What to do:
a - Reproduce the records word for word, from the line containing "Query: whole roasted fish" through the last line of the records.
b - Write what comes next in the forum thread about the rained-out Halloween yard display.

___ Reading text

# Halloween 2012 - big ideas, ruined by rain



## KLcre8 (Aug 1, 2013)

So last year I moved into a larger house with a giant front yard. I was so excited to finally have the space to create the ultimate Halloween Haunt.

I started building in August and created a life sized coffin and hang man's Gallows. It was awesome!




























I made lots of extra tombstones and made a large cemetery scene










For the big night I added all the extra lights and pumpkins and motion props.

Unfortunately, it was freezing cold and rained non stop. All my moving props lasted about half an hour and died. (I have to replace them all this year)

I was so excited to show off to my new neighborhood my love for Halloween and the weather killed it. I still had quite a few trick or treaters but I felt they were let down because it wasn't as scary as they were hoping.

So THIS year, I am stepping up my game and creating more animated props to scare and excite, and I think I am going to condense the cemetery so it's more a display this year instead of walking through the yard. Maybe when I've created lots of animated props I will change it back to a walk through.

Can't wait for Halloween 2013! I've just found this forum, so I'm hoping with all your help, I can create the reputation of best house on the street!!! 

(Im still learning how to post and browse the site, so any links or helpful pointers would be great.)

Thanks!!


----------



## Pumpkin5 (Aug 8, 2010)

:jol: Welcome and WOW! Nice first attempt for sure. (lots of us get done in by the weather, but you must "Haunt On") Never say die, so to speak. There are lots of helpful people here and anyone would be glad to point you in the right direction. Roxy Blue and Bone Dancer are both excellent at finding past threads when you can't find what you are looking for, but feel free to use the search box to find what you are interested in. Your coffin and gallows look very cool, I love the aged wood look, very authentic looking. You may want to post a "Hello" in the welcome room so the other members can welcome you as well. You are going to love it here, and I have no doubt you will be the BEST house in the neighborhood this year. BTW, I love your Witch silhouette! (And you can Private Message members directly with questions if you wish.)


----------



## Hairazor (Mar 13, 2012)

Nice stuff, Love the gallows!


----------



## [email protected] (Aug 25, 2012)

I'm hoping for good weather this year too. We've had giant storms 2 years in a row (in Long Island). Such a letdown. Maybe we'll get lucky and Mother Nature will keep HER big ideas to herself this year.

Welcome!


----------



## MapThePlanet (Nov 12, 2010)

A very nice setup. I was mad at Mother Nature 2 years ago...I understand. Good luck this year!! You'll find a wealth of information and I have yet to have someone not answer a question or offer a suggestion! It is an awesome community of people here


----------



## Georgeb68 (Mar 26, 2013)

Cool setup.....living up in the northeast , the weather here is so unpredictable.....ask any weatherman......the one good thing is that it is usually colder so the fog stays around....I love the gallows,they look great!


----------



## Headless (Sep 4, 2011)

______
___ Stored records

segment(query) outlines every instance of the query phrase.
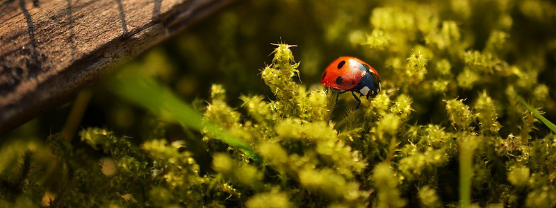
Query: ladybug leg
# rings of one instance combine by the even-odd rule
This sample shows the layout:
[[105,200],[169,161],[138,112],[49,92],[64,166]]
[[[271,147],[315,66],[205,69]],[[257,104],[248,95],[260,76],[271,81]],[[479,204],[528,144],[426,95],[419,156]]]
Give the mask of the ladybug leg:
[[358,108],[359,108],[359,105],[361,105],[361,99],[359,99],[359,98],[357,97],[357,95],[355,95],[355,93],[353,92],[353,91],[352,91],[352,95],[353,95],[353,97],[355,98],[356,101],[357,101],[357,102],[359,102],[359,103],[357,104],[357,106],[355,107],[355,110],[357,110]]
[[342,91],[336,94],[336,104],[338,104],[338,97],[339,97],[341,94],[346,92],[348,92],[348,91]]

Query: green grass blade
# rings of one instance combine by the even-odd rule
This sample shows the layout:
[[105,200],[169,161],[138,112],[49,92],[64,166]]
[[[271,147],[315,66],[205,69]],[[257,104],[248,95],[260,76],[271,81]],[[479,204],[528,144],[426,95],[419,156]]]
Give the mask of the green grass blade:
[[516,96],[517,96],[518,100],[519,100],[519,102],[521,102],[521,104],[523,104],[523,105],[525,105],[525,107],[527,107],[527,109],[529,110],[529,111],[532,112],[533,113],[533,115],[534,115],[534,116],[537,117],[537,119],[541,120],[541,121],[542,121],[543,123],[544,123],[544,125],[546,125],[546,126],[548,126],[548,128],[550,128],[553,132],[556,134],[556,125],[554,125],[554,123],[550,122],[550,121],[548,121],[548,119],[546,119],[544,116],[541,115],[541,114],[537,112],[537,110],[535,110],[532,107],[531,107],[531,105],[527,104],[525,101],[524,101],[523,98],[521,98],[521,96],[518,95]]
[[199,112],[151,78],[137,73],[124,73],[109,81],[108,86],[115,94],[165,119],[197,131],[204,128],[215,137],[239,148],[255,162],[260,162],[259,155],[243,140],[221,130],[212,123],[203,122],[203,116]]

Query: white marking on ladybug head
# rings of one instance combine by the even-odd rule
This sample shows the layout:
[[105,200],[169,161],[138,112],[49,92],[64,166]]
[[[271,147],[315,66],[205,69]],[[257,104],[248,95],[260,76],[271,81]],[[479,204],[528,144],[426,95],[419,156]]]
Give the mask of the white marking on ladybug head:
[[369,93],[369,90],[370,90],[370,89],[369,89],[368,87],[365,86],[365,87],[363,87],[361,88],[361,89],[359,89],[359,92],[361,92],[361,94],[362,94],[363,95],[367,95],[367,94]]

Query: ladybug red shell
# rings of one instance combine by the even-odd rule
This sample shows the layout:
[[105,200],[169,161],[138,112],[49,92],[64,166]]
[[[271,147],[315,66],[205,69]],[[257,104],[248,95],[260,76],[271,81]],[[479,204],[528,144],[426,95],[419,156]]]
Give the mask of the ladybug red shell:
[[355,100],[359,102],[356,109],[361,105],[361,99],[355,92],[359,94],[359,97],[366,96],[368,99],[376,96],[381,87],[377,70],[351,56],[342,56],[330,63],[322,73],[320,83],[325,87],[343,90],[341,94],[351,92]]

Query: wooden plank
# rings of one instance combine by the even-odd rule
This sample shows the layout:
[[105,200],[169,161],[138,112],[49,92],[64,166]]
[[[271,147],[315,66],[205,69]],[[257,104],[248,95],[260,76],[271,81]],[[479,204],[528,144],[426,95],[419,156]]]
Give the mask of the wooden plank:
[[0,135],[232,1],[0,1]]

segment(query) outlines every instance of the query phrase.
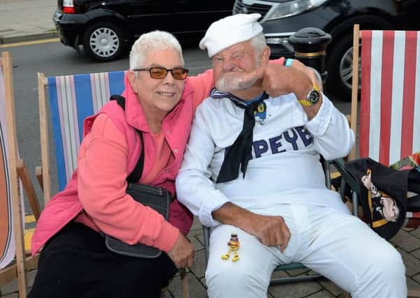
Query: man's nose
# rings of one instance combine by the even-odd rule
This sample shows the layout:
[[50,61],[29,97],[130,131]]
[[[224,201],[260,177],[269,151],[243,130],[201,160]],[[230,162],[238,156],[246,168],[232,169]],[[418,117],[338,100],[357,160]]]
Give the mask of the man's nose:
[[235,64],[230,59],[223,61],[223,71],[232,71],[235,67]]

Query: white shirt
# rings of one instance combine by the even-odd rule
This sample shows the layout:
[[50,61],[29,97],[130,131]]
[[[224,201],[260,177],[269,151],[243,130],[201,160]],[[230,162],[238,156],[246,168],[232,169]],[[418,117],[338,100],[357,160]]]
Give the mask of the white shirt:
[[346,208],[338,194],[325,186],[320,163],[320,154],[331,160],[350,152],[354,135],[345,117],[324,95],[309,121],[293,94],[264,102],[266,121],[255,123],[245,178],[239,172],[237,179],[217,184],[225,149],[242,130],[243,110],[229,98],[207,98],[197,110],[177,193],[205,225],[220,223],[211,212],[227,202],[255,213],[285,203]]

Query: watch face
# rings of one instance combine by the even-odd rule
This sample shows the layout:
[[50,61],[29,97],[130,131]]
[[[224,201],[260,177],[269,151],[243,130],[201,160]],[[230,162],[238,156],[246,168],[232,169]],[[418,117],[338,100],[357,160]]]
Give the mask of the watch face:
[[320,92],[316,90],[312,90],[308,96],[308,100],[313,105],[315,105],[320,100]]

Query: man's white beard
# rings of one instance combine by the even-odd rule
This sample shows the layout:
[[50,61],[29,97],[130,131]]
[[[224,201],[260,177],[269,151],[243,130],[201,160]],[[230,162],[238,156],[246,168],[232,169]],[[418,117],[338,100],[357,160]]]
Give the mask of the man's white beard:
[[215,85],[218,91],[233,92],[251,87],[257,78],[247,79],[243,77],[245,73],[225,73],[217,80]]

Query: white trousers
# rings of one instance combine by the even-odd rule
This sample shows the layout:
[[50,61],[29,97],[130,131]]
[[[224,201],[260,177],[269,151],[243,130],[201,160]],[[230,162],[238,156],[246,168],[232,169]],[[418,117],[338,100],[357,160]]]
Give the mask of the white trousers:
[[[331,207],[283,204],[269,210],[281,215],[291,232],[282,253],[255,237],[228,225],[212,230],[206,271],[209,298],[267,297],[272,271],[281,264],[300,262],[325,276],[352,297],[406,297],[405,267],[400,253],[366,223]],[[231,233],[241,246],[239,260],[221,255],[229,251]]]

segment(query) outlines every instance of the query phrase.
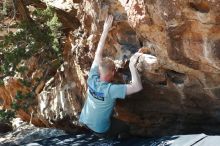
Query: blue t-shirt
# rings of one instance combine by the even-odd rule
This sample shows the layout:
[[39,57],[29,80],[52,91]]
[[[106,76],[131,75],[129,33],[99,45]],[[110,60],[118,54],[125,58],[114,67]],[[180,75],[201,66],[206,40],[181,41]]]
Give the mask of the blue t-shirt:
[[87,83],[88,96],[79,122],[86,124],[95,132],[104,133],[110,127],[110,117],[116,98],[125,98],[126,86],[100,81],[97,65],[91,68]]

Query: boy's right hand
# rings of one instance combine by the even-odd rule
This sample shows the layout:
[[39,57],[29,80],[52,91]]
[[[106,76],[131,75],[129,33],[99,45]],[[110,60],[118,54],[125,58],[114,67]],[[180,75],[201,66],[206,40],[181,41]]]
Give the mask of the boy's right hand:
[[143,53],[135,53],[133,56],[131,56],[130,58],[130,63],[129,63],[129,67],[135,67],[135,64],[138,61],[138,58],[142,55]]
[[112,27],[112,22],[113,22],[113,16],[112,15],[108,15],[106,17],[106,19],[105,19],[103,30],[109,31],[109,29]]

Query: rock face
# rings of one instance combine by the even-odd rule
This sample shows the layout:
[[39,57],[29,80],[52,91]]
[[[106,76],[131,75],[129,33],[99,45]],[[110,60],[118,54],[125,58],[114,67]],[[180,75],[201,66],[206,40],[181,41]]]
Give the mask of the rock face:
[[144,89],[117,102],[117,117],[147,136],[220,133],[220,1],[68,1],[71,7],[80,26],[68,31],[65,62],[38,95],[41,117],[52,125],[77,120],[103,22],[112,14],[104,55],[118,66],[117,82],[128,83],[126,62],[139,48],[156,60],[140,59]]

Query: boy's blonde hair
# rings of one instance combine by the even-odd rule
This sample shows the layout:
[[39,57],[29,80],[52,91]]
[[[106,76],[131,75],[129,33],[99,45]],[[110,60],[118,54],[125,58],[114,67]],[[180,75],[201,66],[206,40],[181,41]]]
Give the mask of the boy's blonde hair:
[[109,71],[115,71],[115,64],[111,58],[105,57],[100,62],[100,71],[103,74],[108,73]]

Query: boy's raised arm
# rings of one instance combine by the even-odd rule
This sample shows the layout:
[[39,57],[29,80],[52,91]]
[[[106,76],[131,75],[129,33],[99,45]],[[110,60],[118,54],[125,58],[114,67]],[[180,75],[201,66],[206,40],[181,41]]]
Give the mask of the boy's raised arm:
[[106,38],[108,36],[108,32],[109,32],[109,30],[112,26],[112,22],[113,22],[113,16],[112,15],[107,16],[107,18],[105,19],[105,23],[104,23],[101,38],[99,40],[98,47],[97,47],[97,50],[95,52],[95,58],[94,58],[94,61],[92,63],[92,67],[94,65],[99,65],[101,60],[102,60],[102,54],[103,54],[103,50],[104,50],[105,41],[106,41]]

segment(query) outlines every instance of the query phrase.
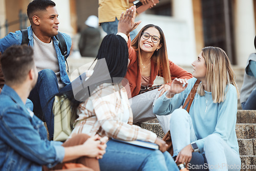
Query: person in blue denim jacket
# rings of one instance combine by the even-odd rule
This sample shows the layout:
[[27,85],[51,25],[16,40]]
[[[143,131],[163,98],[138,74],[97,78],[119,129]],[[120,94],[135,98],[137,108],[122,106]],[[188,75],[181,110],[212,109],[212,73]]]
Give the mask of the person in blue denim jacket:
[[49,141],[44,123],[25,106],[38,77],[33,54],[27,45],[14,46],[1,58],[6,84],[0,94],[0,170],[41,171],[42,165],[84,164],[89,158],[87,162],[99,170],[97,159],[105,153],[106,138],[78,134],[63,144]]
[[[54,121],[52,108],[54,99],[53,95],[58,93],[70,83],[66,72],[64,56],[58,47],[58,41],[55,36],[58,34],[58,13],[55,4],[49,0],[33,1],[27,8],[28,17],[31,26],[28,27],[29,45],[34,50],[34,60],[38,73],[38,79],[29,99],[34,103],[33,112],[42,120],[46,121],[50,139],[53,136]],[[70,53],[71,38],[60,33],[67,47],[67,56]],[[0,39],[0,52],[2,53],[12,45],[21,45],[20,30],[10,33]]]

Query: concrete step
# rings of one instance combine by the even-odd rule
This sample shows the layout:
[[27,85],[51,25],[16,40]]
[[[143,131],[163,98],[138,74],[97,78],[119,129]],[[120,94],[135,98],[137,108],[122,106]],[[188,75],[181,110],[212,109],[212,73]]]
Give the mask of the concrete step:
[[256,156],[256,139],[238,139],[240,156]]
[[[164,136],[162,127],[156,119],[142,123],[140,124],[140,126],[142,128],[155,133],[158,137],[162,138]],[[256,124],[237,123],[236,125],[236,132],[238,139],[256,138]]]
[[241,171],[256,170],[256,156],[240,156]]
[[[237,124],[236,130],[240,130],[240,129],[241,130],[247,130],[247,129],[248,127],[251,127],[250,126],[252,125],[253,125],[255,129],[256,124]],[[156,119],[151,120],[150,122],[148,121],[141,123],[140,125],[143,129],[151,131],[156,133],[157,136],[160,138],[162,138],[164,136],[164,133]],[[249,129],[249,130],[250,129]],[[238,139],[238,145],[239,146],[239,154],[240,154],[242,163],[241,170],[255,171],[256,170],[256,139],[248,138],[250,136],[255,137],[255,134],[254,136],[247,136],[245,134],[245,132],[247,132],[246,131],[242,132],[242,134],[240,136],[242,136],[242,135],[243,135],[247,139]],[[251,134],[251,132],[250,132],[249,135]]]
[[256,124],[237,123],[236,132],[238,138],[256,138]]
[[[156,120],[155,120],[155,121]],[[253,125],[252,126],[252,125]],[[256,155],[256,137],[255,132],[247,131],[255,130],[256,124],[237,124],[236,131],[238,131],[238,141],[240,154],[242,155]],[[144,122],[140,124],[143,129],[150,130],[157,134],[158,137],[162,138],[164,133],[158,123]],[[252,129],[252,126],[253,127]],[[241,130],[239,131],[239,130]],[[248,135],[247,134],[248,134]],[[237,133],[238,134],[238,133]],[[243,137],[244,136],[244,137]]]

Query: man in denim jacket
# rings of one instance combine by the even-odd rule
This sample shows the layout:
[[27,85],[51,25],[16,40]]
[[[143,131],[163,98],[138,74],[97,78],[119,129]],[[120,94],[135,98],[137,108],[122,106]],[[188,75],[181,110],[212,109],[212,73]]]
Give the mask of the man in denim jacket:
[[[58,47],[58,41],[55,36],[58,34],[59,22],[55,4],[50,0],[33,1],[28,6],[28,17],[31,26],[28,27],[29,45],[34,50],[35,65],[38,79],[29,99],[34,104],[34,112],[40,119],[45,121],[48,128],[50,139],[53,136],[54,121],[52,108],[53,95],[71,86],[66,72],[64,57]],[[67,46],[67,56],[70,53],[71,38],[61,33]],[[0,52],[2,53],[12,45],[19,45],[22,33],[19,30],[10,33],[0,39]],[[49,100],[51,100],[49,101]]]
[[42,165],[52,167],[86,156],[97,164],[105,153],[105,138],[86,140],[88,136],[79,134],[63,144],[49,141],[44,123],[25,106],[38,76],[33,53],[27,45],[12,46],[1,58],[6,84],[0,94],[0,170],[41,171]]

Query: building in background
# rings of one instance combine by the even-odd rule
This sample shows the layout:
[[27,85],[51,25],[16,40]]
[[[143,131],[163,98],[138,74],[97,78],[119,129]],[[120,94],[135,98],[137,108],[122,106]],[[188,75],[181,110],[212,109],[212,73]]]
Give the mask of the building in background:
[[[26,14],[31,0],[0,0],[0,38],[20,26],[19,12]],[[72,36],[82,30],[86,19],[97,16],[98,1],[53,0],[60,20],[59,31]],[[190,65],[202,48],[220,47],[234,65],[244,67],[255,52],[256,0],[160,0],[157,5],[137,16],[142,22],[160,27],[166,36],[169,58],[180,65]],[[15,21],[18,21],[15,23]],[[79,28],[80,29],[78,29]],[[102,34],[104,35],[104,34]]]

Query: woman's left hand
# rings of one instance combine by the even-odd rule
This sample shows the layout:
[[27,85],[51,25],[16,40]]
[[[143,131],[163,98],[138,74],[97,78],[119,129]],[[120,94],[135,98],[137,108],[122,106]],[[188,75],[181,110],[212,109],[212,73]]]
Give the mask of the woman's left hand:
[[188,144],[182,148],[176,157],[175,162],[180,163],[188,163],[192,158],[192,152],[194,152],[191,144]]
[[159,95],[159,97],[162,96],[164,92],[167,92],[168,90],[170,90],[170,86],[168,84],[162,84],[161,87],[158,89],[158,91],[160,91],[163,89],[161,92],[160,94]]

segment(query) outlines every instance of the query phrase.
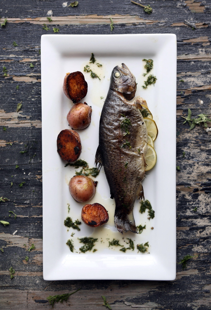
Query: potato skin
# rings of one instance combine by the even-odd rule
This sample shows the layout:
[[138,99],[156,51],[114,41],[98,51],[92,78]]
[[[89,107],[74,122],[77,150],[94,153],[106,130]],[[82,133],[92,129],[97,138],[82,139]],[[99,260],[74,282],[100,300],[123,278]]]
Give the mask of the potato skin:
[[91,122],[92,108],[86,103],[76,103],[71,108],[67,116],[71,127],[75,130],[84,129]]
[[69,190],[75,200],[78,202],[85,202],[94,197],[95,185],[89,177],[75,175],[70,181]]
[[107,223],[109,219],[106,209],[102,204],[97,203],[85,204],[81,211],[81,219],[91,227],[98,227]]
[[75,161],[81,152],[81,143],[77,133],[65,129],[57,137],[57,151],[62,159],[68,163]]
[[77,103],[86,95],[88,87],[84,76],[80,71],[67,73],[63,83],[63,91],[73,103]]

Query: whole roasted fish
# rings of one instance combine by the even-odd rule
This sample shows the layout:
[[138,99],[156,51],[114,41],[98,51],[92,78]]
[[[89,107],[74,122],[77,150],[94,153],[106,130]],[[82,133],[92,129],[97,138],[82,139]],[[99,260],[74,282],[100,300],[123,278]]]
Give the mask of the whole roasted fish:
[[124,64],[122,66],[115,67],[112,73],[100,120],[95,163],[99,168],[104,166],[111,198],[115,200],[115,227],[122,233],[136,233],[133,210],[136,196],[144,199],[141,181],[148,140],[140,109],[146,101],[134,98],[135,79]]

______

Results in order:
a -
Query: whole roasted fish
# rings of one instance combine by the even-odd rule
This sample shows the layout:
[[138,99],[156,51],[114,41],[98,51],[92,78]]
[[[89,107],[74,122],[77,150],[94,153],[106,130]],[[82,133],[92,129],[97,138],[82,139]],[[99,260],[74,282],[100,300],[123,278]]]
Give the mask of the whole roasted fish:
[[124,64],[122,66],[115,67],[112,73],[100,120],[95,163],[99,168],[104,166],[111,198],[115,200],[115,227],[122,233],[136,233],[133,210],[136,196],[144,199],[141,181],[148,140],[140,109],[146,101],[134,98],[135,79]]

b -
Our weather in Australia is fairly unpredictable at that time of year and bad weather is my worst nightmare as well. This will be our 3rd year and I'm just hoping we get a reasonable week as we have our party/haunt and then a fundraiser for our local Scout Group. You have some great props! Good luck with the re-build and some better weather this year.


----------



## SMR (Aug 4, 2013)

Those look really great! I'm sorry the weather had to ruin it all for you. Around where I live we have to take some serious winds into account, and I've lost more than a few props to it so I can feel your pain. Good luck with this year's haunt!


----------



## The Red Skull (Dec 23, 2010)

Keep up the great work!!
Just outside Philadelphia here, and 2 years ago 8 inches of snow on Halloween weekend, 1 year ago Sandy.... So.... Yeah.


----------



## MommaMoose (May 15, 2010)

Pretty awesome gallows! Weather is always that nasty thing that puts a wrench in the works for all of us. Hoping this year we all catch a break from Mother Nature.


----------



## jdubbya (Nov 6, 2005)

I'd kill for a yard like yours! Awesome space to haunt and some killer props too. We got crushed by the weather as well, cold/wind/rain. Did a scaled back haunt but could not put out our main theme props. We still got a decent amount of TOT's but really hoping for a great year this time.
Hoping the weather gods smile on all of us haunters!


----------



## WeirdlyGruesome (Aug 16, 2013)

Love the gallows and the coffin - really great photos too! And the witch silhouette is perfect! Agree that it might be nice to tighten up the tombstones a bit and see how that looks.

Huge admiration for you for taking a hit in your first year and vowing to come back even stronger this year! I think that's how you get great haunts!

I'm tempted to put stuff out earlier so folks can get a good look at everything before things the weather goes south (if it does). But then that increases the chance of something getting damaged earlier if the weather turns really nasty. 

But yeah, I think everyone is due some great Halloween weather this year.


----------



## CreeepyCathy (Mar 28, 2009)

great looking pics!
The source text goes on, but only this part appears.